| List of tasks |
a – In the Helsinki city bike write-up, reproduce everything from "The info on" down to "take care of.".
b – According to the Helsinki city bike write-up, who owns the journey data?

The Helsinki city bike data can be found from HSL open data webpage: https://www.hsl.fi/en/hsl/open-data.

Helsinki city bikes journey data is available from 2016 to 2021 and the data is owned by City Bike Finland. One full season of data can be downloaded from dev.hsl.fi/citybikes/od-trips-[year]/od-trips-[year].zip by selecting the desired year, so for example http://dev.hsl.fi/citybikes/od-trips-2021/od-trips-2021.zip.

The info on the city bike stations (©HSL 2021) can be downloaded from https://public-transport-hslhrt.opendata.arcgis.com/datasets/HSLHRT::helsingin-ja-espoon-kaupunkipyöräasemat-avoin/about.

The data is stored under a separate directory bike_data.

Data cleaning

The data columns are a mixture of Finnish, Swedish and English so we translate all the relevant data to English.

There are also NaNs in essential features (for example station id or date) that we need to remove. There are also some issues with the journey length (distance in meters) and duration (in seconds) that we need to take care of.

The data is not consistent throughout 2016-2021 and some stations ids from journey data cannot be found from stations data table which causes issues when merging trip data with stations data. All in all, we need to remove ~3% of journeys due to bad data quality.

We also add additional features to our data, including features derived from a date (hour, day, month, year, etc.) and hexagon ids with resolution 6 to 9 (corresponding areas with radiuses ~4km to 200m).

Notebooks

In this project we have the following relevant notebooks:

  1. City-bikes-data-cleaning.ipynb: cleaning and merging the data and saving it to one csv file.
  2. City-bikes-data-analysis.ipynb: data analysis of the Helsinki city bike data.
  3. City-bikes-data-analysis-with-folium-maps.ipynb: using folium package to plot interactive maps (time consuming and stiff method to analyse the data.)

Virtual environment

Create virtual environment:
python3 -m venv city-bike-env

Activate a virtual environment:
source city-bike-env/bin/activate

Install required packages:
pip install -r requirements.txt

Location identification items

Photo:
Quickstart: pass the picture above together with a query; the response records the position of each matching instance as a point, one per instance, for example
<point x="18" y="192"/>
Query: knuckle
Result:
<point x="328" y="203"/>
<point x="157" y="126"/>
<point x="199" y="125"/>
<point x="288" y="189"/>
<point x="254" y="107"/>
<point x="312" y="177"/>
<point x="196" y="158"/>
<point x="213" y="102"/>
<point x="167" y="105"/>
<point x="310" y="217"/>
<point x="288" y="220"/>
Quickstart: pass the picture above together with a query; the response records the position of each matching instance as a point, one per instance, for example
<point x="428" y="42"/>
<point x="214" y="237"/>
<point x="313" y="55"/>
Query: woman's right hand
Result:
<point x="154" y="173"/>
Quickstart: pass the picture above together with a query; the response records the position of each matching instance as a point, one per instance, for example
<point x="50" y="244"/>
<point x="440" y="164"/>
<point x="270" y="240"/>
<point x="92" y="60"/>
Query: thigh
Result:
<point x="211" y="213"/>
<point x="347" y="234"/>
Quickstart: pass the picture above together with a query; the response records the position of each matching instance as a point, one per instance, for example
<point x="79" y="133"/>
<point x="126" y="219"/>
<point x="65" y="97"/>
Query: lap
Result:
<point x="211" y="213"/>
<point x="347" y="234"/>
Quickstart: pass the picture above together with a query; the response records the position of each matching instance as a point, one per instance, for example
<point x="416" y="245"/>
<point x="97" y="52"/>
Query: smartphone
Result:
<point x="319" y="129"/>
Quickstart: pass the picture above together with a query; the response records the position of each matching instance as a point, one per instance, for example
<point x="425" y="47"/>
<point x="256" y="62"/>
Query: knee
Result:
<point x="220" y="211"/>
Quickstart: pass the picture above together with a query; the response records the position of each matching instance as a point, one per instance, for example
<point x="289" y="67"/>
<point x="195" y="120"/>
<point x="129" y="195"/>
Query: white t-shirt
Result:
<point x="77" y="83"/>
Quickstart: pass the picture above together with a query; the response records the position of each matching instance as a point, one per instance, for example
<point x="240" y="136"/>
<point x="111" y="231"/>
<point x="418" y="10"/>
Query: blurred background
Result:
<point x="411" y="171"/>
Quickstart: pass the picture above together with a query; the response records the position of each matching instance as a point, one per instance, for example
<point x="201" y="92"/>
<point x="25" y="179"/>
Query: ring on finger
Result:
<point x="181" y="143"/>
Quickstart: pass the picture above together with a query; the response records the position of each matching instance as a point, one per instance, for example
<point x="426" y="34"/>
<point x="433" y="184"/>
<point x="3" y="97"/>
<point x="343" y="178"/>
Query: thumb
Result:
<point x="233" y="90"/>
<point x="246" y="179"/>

| Answer set |
a –
The info on the city bike stations (©HSL 2021) can be downloaded from https://public-transport-hslhrt.opendata.arcgis.com/datasets/HSLHRT::helsingin-ja-espoon-kaupunkipyöräasemat-avoin/about.

The data is stored under a separate directory bike_data.

Data cleaning

The data columns are a mixture of Finnish, Swedish and English so we translate all the relevant data to English.

There are also NaNs in essential features (for example station id or date) that we need to remove. There are also some issues with the journey length (distance in meters) and duration (in seconds) that we need to take care of.

b – City Bike Finland